— SUPPLIED MATERIAL —
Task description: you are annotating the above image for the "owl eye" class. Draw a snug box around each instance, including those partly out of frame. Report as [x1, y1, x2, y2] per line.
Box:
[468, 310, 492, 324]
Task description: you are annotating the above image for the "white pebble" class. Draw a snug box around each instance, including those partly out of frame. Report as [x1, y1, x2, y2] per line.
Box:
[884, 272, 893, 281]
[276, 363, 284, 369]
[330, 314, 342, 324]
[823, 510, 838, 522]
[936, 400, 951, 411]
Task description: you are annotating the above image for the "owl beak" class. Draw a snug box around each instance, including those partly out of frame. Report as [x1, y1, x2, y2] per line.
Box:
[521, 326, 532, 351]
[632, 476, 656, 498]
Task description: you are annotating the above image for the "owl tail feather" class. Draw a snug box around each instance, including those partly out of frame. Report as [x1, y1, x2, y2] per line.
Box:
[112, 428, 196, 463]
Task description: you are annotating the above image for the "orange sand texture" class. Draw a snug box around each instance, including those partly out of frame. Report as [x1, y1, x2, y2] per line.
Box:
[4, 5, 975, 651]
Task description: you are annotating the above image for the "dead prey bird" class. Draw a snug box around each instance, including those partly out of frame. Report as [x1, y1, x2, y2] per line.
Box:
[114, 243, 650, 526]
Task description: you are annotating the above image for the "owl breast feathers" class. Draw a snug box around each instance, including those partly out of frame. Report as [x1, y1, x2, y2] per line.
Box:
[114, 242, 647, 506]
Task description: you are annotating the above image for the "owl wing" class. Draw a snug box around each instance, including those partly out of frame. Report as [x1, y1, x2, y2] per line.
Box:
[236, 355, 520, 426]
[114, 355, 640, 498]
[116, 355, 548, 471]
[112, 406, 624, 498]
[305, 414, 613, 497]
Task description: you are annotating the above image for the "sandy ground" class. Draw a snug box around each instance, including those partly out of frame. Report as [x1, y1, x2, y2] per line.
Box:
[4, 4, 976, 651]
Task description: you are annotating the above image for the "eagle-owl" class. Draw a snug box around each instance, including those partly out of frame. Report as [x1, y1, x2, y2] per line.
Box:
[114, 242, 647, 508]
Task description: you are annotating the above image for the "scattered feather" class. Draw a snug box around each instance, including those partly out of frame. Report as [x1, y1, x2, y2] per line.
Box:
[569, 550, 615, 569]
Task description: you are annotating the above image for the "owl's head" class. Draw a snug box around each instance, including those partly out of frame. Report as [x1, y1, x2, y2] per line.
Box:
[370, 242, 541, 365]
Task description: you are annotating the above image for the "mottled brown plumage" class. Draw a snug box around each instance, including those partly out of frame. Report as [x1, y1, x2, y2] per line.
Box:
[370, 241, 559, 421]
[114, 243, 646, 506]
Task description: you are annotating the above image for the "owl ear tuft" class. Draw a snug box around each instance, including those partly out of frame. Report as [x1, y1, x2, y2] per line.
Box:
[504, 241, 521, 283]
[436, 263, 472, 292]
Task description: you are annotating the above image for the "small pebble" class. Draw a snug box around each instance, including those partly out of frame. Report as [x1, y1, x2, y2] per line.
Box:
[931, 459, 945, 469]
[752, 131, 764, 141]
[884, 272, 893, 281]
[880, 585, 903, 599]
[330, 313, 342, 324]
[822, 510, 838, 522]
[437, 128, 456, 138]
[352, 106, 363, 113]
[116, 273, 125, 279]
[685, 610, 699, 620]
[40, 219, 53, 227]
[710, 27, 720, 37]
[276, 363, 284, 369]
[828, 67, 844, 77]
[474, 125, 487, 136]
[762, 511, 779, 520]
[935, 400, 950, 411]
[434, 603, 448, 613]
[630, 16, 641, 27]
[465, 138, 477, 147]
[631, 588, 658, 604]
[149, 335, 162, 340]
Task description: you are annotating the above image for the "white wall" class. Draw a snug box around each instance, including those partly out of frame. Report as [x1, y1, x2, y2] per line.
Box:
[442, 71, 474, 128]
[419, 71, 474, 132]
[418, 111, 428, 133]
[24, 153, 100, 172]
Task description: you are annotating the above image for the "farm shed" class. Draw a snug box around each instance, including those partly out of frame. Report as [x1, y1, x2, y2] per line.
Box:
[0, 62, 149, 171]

— TO DO —
Word for word, transcribe all of the records.

— EXPECTED OUTPUT —
Task description: you are annotating the above image for the "owl eye" class. Draw a snug box around each instance, including those partly out of frame. Report as [x1, y1, x2, y2] per line.
Box:
[468, 310, 492, 324]
Task description: you are annotating the above image for the "white pebble" class. Draw a snug box around each instance, including those partly out of frame. Report as [x1, y1, x2, y2] per line.
Box:
[884, 272, 893, 281]
[276, 363, 284, 369]
[330, 314, 342, 324]
[823, 510, 838, 522]
[936, 400, 951, 411]
Task description: you are annotating the above image for the "owl beak" class. Draw a snug box around each instance, including those partly out of frame. Report as [x1, y1, x2, y2] per line.
Box:
[521, 326, 532, 351]
[632, 476, 656, 498]
Task description: you are annotating the above image for the "owl tail feather" class. Draw a snug box around each instance, including those partly out of frame. Report as [x1, y1, x2, y2] per line.
Box:
[112, 428, 196, 463]
Task description: you are annotating the above image for the "orange sand texture" class. Draw a snug box around each instance, including those partly out of frame. Report as [x1, y1, x2, y2] per line.
Box:
[4, 5, 975, 651]
Task description: you are annotating the above image for the "dead prey bird" class. Draw a snug box around each instance, including those partly out of frame. Report as [x1, y1, x2, y2] per line.
Box:
[114, 243, 650, 526]
Task description: you are annotating the above image for the "owl breast feathers" class. Draw a snug box around each instance, including those partly out of frame. Report as [x1, y1, x2, y2] per line.
Box:
[114, 242, 647, 506]
Task description: you are annotating the above image for the "owl wing" class. Draw a snug box around each instance, including those partly out of frame. Report as [x1, y1, x2, y2] per line.
Box:
[236, 355, 520, 426]
[114, 355, 640, 498]
[116, 355, 548, 471]
[112, 406, 624, 498]
[305, 414, 613, 497]
Task description: you are annotating the above image for the "sandy ground" class. Draw a snug box around each instance, including those partly out of frame. Report as [x1, y1, x2, y2] per line.
Box:
[4, 4, 976, 651]
Task description: you are annotating the above image for the "eagle-owl" class. Draw a snug box around each instance, including those partly out of frame. Report as [x1, y1, x2, y2] per line.
Box:
[114, 242, 647, 508]
Task description: you are annotating the above image for the "scattered feather" class. Draw a snug box around each instance, including those partly out of frame. Report as [x1, y1, x2, y2] per line.
Box:
[569, 550, 615, 569]
Task description: you are annotating the above image for the "owl's head" class. Draw a snug box around each instance, including those partly out of frame. Report as [x1, y1, x2, y2] per line.
Box:
[370, 242, 541, 365]
Task description: you are annotating the above image for the "mottled brown plumage" class. Draw a snug box around each instance, including those partly out of frame. Report as [x1, y1, x2, y2] per line.
Box:
[370, 241, 559, 421]
[114, 243, 646, 506]
Task description: you are annotating the above image for the "owl ear tuft" class. Draw a snug box around each instance, including those partly out of frame. Report as [x1, y1, x2, y2] per line.
Box:
[504, 241, 521, 283]
[436, 263, 472, 292]
Task description: you are annotating the above image for the "small pebble" class. Draw a snug box around each instance, including those partly out of frame. Report as [x1, y1, x2, y2] per line.
Box:
[931, 459, 945, 469]
[752, 131, 764, 141]
[884, 272, 893, 281]
[880, 585, 903, 599]
[330, 313, 342, 324]
[822, 510, 838, 522]
[437, 128, 456, 138]
[352, 106, 363, 113]
[116, 273, 125, 279]
[685, 610, 699, 620]
[40, 219, 53, 227]
[710, 27, 720, 37]
[276, 363, 284, 369]
[828, 67, 844, 77]
[474, 125, 487, 136]
[762, 511, 779, 520]
[935, 400, 950, 411]
[434, 603, 448, 613]
[630, 16, 641, 27]
[465, 138, 477, 147]
[631, 588, 658, 604]
[149, 335, 162, 340]
Task description: you are annotating the above image for the "white wall" class. Draw a snug box around each instance, including those partly out of frame. Report as [x1, y1, x2, y2] per line.
Box:
[442, 71, 474, 128]
[419, 71, 474, 132]
[418, 111, 428, 133]
[24, 153, 100, 172]
Task description: you are annotating the above image for the "farm shed" class. Draw a snug box around each instance, including those partly out of frame. Report as [x1, y1, x2, y2] per line.
Box:
[0, 62, 149, 171]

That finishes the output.